Travail demandé =
**A)** Réécrivez plus brièvement le paragraphe du texte proposé qui commence par « Le 8 juin 2015 », en conservant ses faits essentiels.
**B)** Poursuivez le texte proposé sur l'Étude globale du fardeau de la maladie en 2013, à la suite de sa dernière phrase.

Texte proposé =
▼

Quand les chiffres crient…
Le 8 juin 2015, l’Étude globale du fardeau de la maladie en 20131 avec ses chiffres ahurissants, faisait les gros titres de la majorité des journaux du monde. Certains journaux rapportaient à la une que « 95 % des humains souffrent d’une affection », d’autres journaux titraient que « seulement 5 % des personnes dans le monde n’ont aucune maladie ni handicap ».
Oui, ces chiffres sont ahurissants, mais celui qui m’a le plus accablée est celui-ci : 64 % des enfants de moins de cinq (5) ans dans les pays développés ont un problème de santé !

▲

Données fournies =

▼

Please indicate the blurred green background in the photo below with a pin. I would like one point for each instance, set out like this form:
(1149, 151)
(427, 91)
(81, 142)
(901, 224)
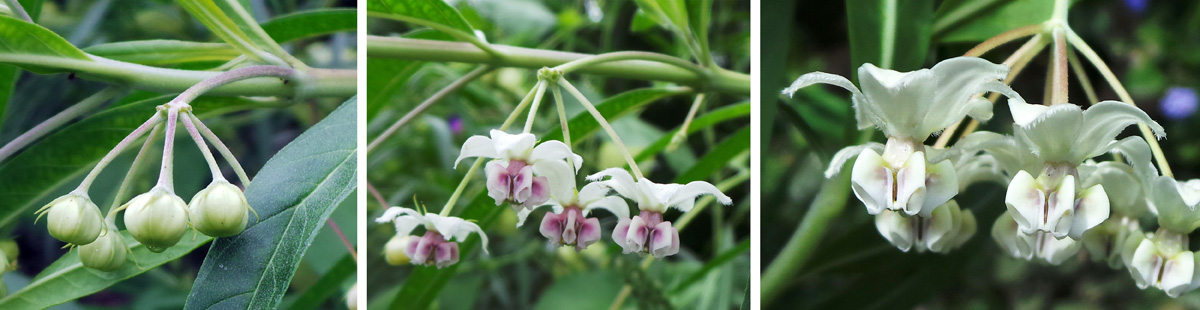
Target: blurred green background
(521, 272)
(255, 136)
(1151, 47)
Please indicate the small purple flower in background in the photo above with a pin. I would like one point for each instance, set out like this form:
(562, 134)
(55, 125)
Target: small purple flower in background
(1138, 6)
(1179, 102)
(455, 124)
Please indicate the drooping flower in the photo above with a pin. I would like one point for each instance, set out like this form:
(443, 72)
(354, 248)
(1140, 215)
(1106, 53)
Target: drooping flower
(510, 177)
(909, 107)
(1063, 136)
(435, 248)
(568, 222)
(947, 228)
(647, 232)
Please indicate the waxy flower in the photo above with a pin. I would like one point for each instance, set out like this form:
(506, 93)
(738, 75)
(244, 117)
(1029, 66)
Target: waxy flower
(435, 248)
(647, 232)
(909, 107)
(568, 222)
(510, 177)
(1039, 244)
(1063, 136)
(948, 227)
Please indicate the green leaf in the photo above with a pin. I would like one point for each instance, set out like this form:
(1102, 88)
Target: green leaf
(311, 23)
(163, 52)
(891, 34)
(295, 191)
(30, 43)
(328, 284)
(436, 11)
(615, 107)
(702, 121)
(216, 21)
(67, 279)
(718, 158)
(975, 21)
(72, 150)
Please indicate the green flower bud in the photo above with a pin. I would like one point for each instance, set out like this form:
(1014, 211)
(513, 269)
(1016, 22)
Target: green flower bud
(75, 219)
(157, 219)
(107, 254)
(220, 210)
(395, 250)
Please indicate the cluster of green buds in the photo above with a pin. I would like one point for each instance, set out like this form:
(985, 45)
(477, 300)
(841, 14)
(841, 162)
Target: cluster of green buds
(159, 218)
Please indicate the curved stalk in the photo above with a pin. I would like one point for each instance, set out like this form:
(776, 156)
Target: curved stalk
(429, 102)
(58, 120)
(1109, 77)
(604, 124)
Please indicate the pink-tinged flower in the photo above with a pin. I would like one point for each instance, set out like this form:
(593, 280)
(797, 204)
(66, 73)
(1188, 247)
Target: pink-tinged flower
(568, 224)
(647, 233)
(510, 177)
(435, 248)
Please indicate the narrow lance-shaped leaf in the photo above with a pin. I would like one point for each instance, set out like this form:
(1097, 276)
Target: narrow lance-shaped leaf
(295, 192)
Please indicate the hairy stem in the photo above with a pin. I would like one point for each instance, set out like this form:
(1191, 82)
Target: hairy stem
(604, 124)
(1109, 77)
(429, 102)
(58, 120)
(221, 148)
(204, 149)
(718, 79)
(117, 150)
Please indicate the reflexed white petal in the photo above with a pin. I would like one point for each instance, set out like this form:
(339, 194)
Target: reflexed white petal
(555, 150)
(561, 179)
(1122, 188)
(612, 203)
(1061, 208)
(1053, 133)
(1103, 121)
(1173, 212)
(1055, 250)
(847, 153)
(865, 119)
(690, 191)
(513, 145)
(941, 185)
(621, 182)
(959, 81)
(1007, 236)
(900, 99)
(911, 185)
(897, 228)
(1025, 201)
(477, 147)
(939, 227)
(459, 228)
(1145, 263)
(1177, 274)
(871, 182)
(1091, 209)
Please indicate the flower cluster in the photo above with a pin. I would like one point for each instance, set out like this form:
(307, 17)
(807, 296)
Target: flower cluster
(1059, 198)
(528, 174)
(159, 218)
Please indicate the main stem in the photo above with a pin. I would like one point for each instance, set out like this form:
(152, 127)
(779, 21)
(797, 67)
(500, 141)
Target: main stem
(604, 124)
(717, 79)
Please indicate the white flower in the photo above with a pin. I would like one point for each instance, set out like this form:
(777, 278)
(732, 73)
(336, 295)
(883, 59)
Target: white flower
(646, 232)
(510, 177)
(946, 228)
(435, 248)
(568, 222)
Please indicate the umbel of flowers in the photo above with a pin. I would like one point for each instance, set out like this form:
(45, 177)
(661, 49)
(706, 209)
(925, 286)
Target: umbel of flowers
(527, 174)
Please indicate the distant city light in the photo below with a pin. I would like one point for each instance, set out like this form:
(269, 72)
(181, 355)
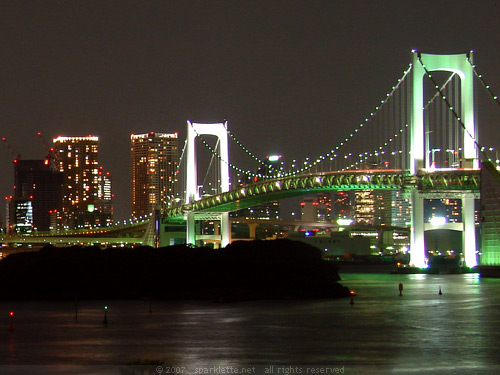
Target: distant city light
(438, 220)
(344, 221)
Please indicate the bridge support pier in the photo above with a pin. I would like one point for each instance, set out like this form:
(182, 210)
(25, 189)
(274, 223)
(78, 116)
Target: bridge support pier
(223, 235)
(469, 233)
(467, 227)
(417, 240)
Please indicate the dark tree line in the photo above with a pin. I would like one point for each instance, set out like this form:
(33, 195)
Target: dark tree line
(242, 270)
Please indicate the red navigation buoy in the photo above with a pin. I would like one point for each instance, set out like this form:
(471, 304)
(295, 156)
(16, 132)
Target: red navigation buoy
(11, 326)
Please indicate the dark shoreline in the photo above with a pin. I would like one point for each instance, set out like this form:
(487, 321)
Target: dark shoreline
(280, 269)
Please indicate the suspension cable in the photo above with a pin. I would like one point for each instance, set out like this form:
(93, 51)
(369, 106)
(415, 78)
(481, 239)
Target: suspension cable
(450, 107)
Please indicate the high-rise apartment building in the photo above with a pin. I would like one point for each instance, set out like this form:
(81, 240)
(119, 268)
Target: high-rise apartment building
(86, 198)
(37, 193)
(154, 158)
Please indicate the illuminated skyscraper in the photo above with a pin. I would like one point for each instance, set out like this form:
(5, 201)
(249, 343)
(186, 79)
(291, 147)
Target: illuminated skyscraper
(86, 198)
(154, 158)
(37, 192)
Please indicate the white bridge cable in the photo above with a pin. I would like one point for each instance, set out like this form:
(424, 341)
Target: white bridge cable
(452, 109)
(333, 154)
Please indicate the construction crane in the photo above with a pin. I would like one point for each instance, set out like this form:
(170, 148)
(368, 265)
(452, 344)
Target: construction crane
(15, 154)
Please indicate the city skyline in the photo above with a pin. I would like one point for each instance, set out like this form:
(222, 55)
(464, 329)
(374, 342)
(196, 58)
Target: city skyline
(303, 74)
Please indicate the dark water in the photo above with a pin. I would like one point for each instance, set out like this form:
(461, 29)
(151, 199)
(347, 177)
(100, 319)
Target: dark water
(457, 332)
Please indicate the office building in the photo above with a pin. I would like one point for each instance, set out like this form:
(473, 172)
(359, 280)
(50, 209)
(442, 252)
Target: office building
(86, 193)
(154, 159)
(37, 193)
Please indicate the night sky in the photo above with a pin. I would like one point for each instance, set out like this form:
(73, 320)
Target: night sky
(291, 77)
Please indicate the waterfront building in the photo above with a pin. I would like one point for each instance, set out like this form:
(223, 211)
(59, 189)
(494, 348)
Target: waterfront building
(37, 192)
(86, 193)
(317, 208)
(154, 163)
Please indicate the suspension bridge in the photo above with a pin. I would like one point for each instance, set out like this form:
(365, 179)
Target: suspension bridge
(422, 139)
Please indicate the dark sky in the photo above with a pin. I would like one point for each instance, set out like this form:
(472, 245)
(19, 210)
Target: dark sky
(290, 76)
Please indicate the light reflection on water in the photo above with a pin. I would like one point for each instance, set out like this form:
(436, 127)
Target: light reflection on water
(420, 331)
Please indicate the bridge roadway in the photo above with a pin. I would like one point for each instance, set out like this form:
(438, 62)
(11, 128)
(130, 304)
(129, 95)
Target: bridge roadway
(439, 183)
(124, 235)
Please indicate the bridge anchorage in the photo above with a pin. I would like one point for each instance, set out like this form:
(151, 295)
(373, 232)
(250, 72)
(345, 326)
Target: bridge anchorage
(418, 173)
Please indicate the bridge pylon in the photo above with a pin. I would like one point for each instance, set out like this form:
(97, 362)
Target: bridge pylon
(192, 193)
(419, 155)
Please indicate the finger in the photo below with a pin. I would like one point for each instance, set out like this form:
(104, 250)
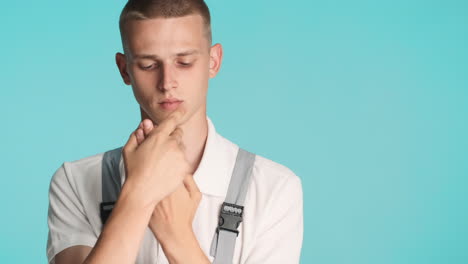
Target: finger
(171, 122)
(177, 134)
(147, 126)
(139, 136)
(191, 186)
(131, 142)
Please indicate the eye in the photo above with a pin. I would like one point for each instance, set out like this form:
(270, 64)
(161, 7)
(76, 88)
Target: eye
(149, 67)
(184, 64)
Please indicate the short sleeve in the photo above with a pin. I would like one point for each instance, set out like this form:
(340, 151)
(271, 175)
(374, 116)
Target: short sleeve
(67, 222)
(280, 235)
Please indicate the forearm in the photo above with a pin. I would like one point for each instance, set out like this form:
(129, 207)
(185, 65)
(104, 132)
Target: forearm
(122, 234)
(184, 250)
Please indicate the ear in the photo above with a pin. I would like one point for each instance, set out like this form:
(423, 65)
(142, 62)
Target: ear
(121, 62)
(216, 57)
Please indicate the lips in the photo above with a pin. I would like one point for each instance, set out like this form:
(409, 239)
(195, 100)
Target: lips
(170, 100)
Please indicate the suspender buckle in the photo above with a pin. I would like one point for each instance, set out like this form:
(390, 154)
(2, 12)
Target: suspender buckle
(230, 217)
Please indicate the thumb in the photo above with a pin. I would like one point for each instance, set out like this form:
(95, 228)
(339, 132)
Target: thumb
(132, 143)
(191, 186)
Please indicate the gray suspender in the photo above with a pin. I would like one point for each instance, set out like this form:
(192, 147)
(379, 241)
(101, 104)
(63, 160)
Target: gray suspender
(224, 240)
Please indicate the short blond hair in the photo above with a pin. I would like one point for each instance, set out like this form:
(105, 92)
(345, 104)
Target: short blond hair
(147, 9)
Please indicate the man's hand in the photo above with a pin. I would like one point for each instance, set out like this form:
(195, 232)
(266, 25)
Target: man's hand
(157, 166)
(171, 221)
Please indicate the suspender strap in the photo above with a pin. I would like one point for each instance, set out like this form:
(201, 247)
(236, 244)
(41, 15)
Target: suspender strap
(110, 182)
(230, 217)
(224, 240)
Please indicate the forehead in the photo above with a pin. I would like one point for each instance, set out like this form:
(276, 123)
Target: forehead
(163, 35)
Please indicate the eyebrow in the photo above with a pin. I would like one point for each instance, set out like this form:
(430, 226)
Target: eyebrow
(154, 56)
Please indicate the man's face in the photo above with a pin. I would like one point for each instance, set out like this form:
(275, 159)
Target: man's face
(169, 58)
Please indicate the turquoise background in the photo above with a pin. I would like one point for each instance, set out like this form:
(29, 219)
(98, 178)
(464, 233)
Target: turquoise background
(366, 101)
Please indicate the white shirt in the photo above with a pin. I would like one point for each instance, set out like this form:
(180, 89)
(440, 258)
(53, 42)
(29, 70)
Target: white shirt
(272, 226)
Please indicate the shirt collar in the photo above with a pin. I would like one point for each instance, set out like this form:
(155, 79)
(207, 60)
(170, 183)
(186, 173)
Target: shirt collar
(217, 163)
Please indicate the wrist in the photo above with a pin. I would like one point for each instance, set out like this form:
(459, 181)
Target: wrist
(184, 249)
(137, 198)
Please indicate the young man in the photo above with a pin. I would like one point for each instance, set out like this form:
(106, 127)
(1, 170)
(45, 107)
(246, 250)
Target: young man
(175, 168)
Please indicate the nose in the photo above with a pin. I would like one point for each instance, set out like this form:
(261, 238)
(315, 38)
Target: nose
(167, 80)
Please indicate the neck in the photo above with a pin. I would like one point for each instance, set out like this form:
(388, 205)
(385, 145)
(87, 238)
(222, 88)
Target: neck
(195, 133)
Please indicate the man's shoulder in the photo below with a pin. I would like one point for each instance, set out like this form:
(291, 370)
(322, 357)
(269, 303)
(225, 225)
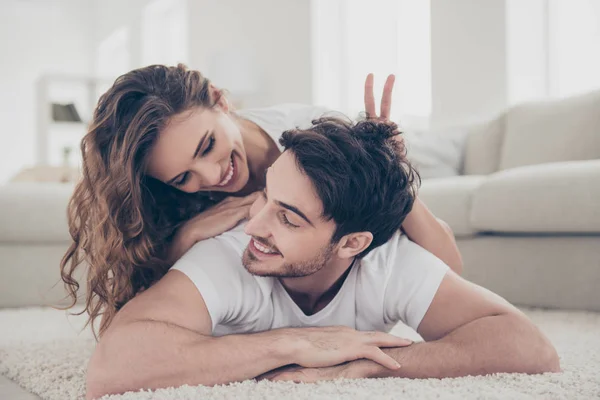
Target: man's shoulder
(233, 241)
(399, 251)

▲

Réponses rédigées =
**A)** Le 8 juin 2015, l'Étude globale du fardeau de la maladie en 2013 et ses chiffres ahurissants ont fait les gros titres de la plupart des journaux du monde. Ceux-ci annonçaient soit que 95 % des humains souffrent d'une affection, soit que seulement 5 % des personnes n'ont ni maladie ni handicap.

**B)**
Soyons-en conscients, ce chiffre ne parle pas des enfants dans les pays pauvres et démunis, et il ne les inclut pas. Ce chiffre, strident comme une sirène d’alarme, nous parle des enfants dans nos pays bien nantis où l’on ne meurt pas de faim, ni de froid ; où l’on a de l’eau propre en abondance ; où les mesures d’hygiène ont sérieusement fait reculer les maladies infectieuses ; où les connaissances, le savoir, la science, sont à la portée de tous ceux qui veulent faire l’effort d’y accéder.
Bien sûr, des enfants malades risquent fort d’être des adolescents malades, puis de jeunes adultes malades, et il n’est pas difficile alors d’accepter ce chiffre phénoménal, précisé dans la revue Science et Vie en ces mots : « En 2013, 95,7 % des humains portaient le fardeau d’une maladie aiguë ou chronique, ou encore d’une blessure, une lésion ou un dommage physique » ; « seulement 4,3 % des êtres humains ne souffrent d’aucune atteinte d’aucune sorte, ni biologique, ni physiologique, physique ou mentale2. »
Dans quel groupe désirons-nous placer nos enfants3 ?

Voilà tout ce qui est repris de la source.